→ Work to complete
Copy every item below word for word, keeping each line unchanged.

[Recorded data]
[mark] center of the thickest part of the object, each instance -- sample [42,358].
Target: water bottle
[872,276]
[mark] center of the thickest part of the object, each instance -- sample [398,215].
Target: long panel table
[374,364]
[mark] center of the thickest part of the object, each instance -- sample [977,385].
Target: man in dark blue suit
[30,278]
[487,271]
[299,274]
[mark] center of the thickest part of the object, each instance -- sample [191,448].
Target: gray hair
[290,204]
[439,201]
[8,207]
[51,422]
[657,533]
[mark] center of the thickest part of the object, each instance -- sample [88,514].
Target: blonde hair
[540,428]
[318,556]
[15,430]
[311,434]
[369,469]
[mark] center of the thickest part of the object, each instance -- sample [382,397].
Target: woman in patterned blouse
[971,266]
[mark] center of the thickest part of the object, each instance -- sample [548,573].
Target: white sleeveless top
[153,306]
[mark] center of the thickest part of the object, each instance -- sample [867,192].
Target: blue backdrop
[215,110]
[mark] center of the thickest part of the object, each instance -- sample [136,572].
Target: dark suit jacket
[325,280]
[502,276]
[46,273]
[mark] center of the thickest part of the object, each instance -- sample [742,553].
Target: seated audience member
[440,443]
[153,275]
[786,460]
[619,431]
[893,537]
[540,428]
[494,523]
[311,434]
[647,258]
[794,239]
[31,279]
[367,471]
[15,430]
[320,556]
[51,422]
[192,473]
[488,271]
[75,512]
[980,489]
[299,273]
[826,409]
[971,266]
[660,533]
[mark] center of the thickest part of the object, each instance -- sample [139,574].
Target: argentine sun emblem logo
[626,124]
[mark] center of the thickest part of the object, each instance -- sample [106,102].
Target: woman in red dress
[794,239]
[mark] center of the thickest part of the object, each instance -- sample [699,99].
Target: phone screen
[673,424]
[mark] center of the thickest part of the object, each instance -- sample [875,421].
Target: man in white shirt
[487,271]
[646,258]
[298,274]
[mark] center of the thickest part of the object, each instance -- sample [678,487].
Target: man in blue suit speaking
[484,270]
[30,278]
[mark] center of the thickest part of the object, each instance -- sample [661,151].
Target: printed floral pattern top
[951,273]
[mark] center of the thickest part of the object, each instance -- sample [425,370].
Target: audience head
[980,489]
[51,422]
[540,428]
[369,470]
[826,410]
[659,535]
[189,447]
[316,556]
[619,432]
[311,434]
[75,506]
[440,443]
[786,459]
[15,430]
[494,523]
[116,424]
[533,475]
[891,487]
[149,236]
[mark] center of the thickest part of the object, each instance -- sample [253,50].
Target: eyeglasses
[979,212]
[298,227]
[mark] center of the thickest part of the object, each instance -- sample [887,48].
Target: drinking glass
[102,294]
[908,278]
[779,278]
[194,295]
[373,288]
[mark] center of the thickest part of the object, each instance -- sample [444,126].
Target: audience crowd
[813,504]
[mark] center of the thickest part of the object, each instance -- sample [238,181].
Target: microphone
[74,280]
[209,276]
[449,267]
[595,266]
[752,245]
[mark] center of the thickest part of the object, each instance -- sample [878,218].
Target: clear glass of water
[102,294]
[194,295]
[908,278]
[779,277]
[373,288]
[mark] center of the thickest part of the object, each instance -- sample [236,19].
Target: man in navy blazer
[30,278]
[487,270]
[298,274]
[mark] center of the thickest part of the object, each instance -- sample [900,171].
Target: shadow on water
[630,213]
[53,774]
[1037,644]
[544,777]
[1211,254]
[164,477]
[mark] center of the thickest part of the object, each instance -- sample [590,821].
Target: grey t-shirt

→ Completed exercise
[mark] center of the thickest part of the object, each instance -- sample [42,358].
Target: water bottle
[872,276]
[mark] center of the thickest part of the object, each instance -- sample [398,215].
Target: long panel table
[374,364]
[mark] center of the thickest part of the object, each instance -- sample [977,385].
Target: man in dark blue suit
[30,278]
[487,271]
[299,274]
[mark] center of the thickest part of the object, each instance -- sample [191,448].
Target: gray hair
[290,204]
[439,201]
[8,207]
[51,422]
[657,533]
[mark] center of the thickest part of the object, each instance -- sample [88,514].
Target: blonde hair
[540,428]
[318,556]
[15,430]
[311,434]
[369,469]
[mark] center of the thickest part of the object, each instance -- sample [382,397].
Target: woman in patterned blouse
[971,266]
[mark] center of the thickest part of the object, each instance -- sample [548,573].
Target: white sleeveless top
[153,306]
[mark] center of the thickest part of the object, each instance -- sample [867,192].
Target: blue backdrop
[215,110]
[mark] center of the thickest part of the object, each instance -- sample [136,572].
Target: dark suit jacket
[325,280]
[502,276]
[46,273]
[mark] center of the thickest part of the object, each instance -- sample [742,553].
Target: seated audience member
[440,443]
[153,275]
[786,460]
[619,431]
[893,537]
[540,428]
[494,523]
[311,434]
[647,258]
[794,239]
[31,279]
[367,471]
[15,430]
[320,556]
[51,422]
[192,473]
[488,271]
[75,512]
[980,489]
[299,273]
[826,409]
[971,266]
[660,533]
[mark] center of the thickest part of the object, each instance -- sample [139,574].
Target: argentine sun emblem logo
[626,124]
[mark] center of the thickest part of the object, each instance -- sample [106,102].
Target: woman in red dress
[794,239]
[mark] center of the thickest part of the object, each instance -- sample [699,99].
Target: phone screen
[673,424]
[mark] center of the thickest part of the object, each instance -- sample [875,421].
Target: man in white shirt
[487,271]
[646,258]
[298,274]
[mark] center of the thickest part of the object, each instance -- sample [678,487].
Target: man in blue suit speaking
[484,270]
[30,278]
[mark] center of the thickest part of the object, each instance -- sample [661,151].
Target: printed floral pattern top
[951,273]
[mark] center of the thickest part of the object, each instance -- sample [425,370].
Target: audience head
[980,489]
[51,422]
[540,428]
[369,470]
[826,410]
[659,535]
[189,447]
[316,556]
[619,432]
[311,434]
[75,506]
[440,443]
[786,459]
[15,430]
[494,523]
[116,424]
[533,475]
[891,487]
[149,236]
[mark] center of the thickest part of the object, each instance -- sample [253,50].
Target: eyeglasses
[979,212]
[298,227]
[mark] center of the thickest part of the object, each instance -- sample [887,48].
Target: drinking glass
[102,294]
[908,278]
[779,278]
[194,295]
[373,288]
[mark] center of the thickest part of the object, each instance -- sample [444,126].
Target: audience crowd
[813,504]
[mark] center of the thickest part of the object, each instance -- sample [238,181].
Target: microphone
[74,280]
[209,276]
[449,267]
[595,266]
[752,245]
[mark] center of the thickest part of the object, each instance -- sample [878,218].
Target: clear glass of water
[102,294]
[194,295]
[908,278]
[779,277]
[373,288]
[mark] center of the thickest part of the object, each instance -- sample [236,19].
Target: man in navy blazer
[30,278]
[487,270]
[298,274]
[mark] center of the thickest part of the object, each instance -- sample [900,171].
Target: shadow on water
[630,213]
[53,774]
[1037,644]
[544,777]
[1211,254]
[164,477]
[mark] center of the thickest part of the object, each instance -- sample [590,821].
Target: grey t-shirt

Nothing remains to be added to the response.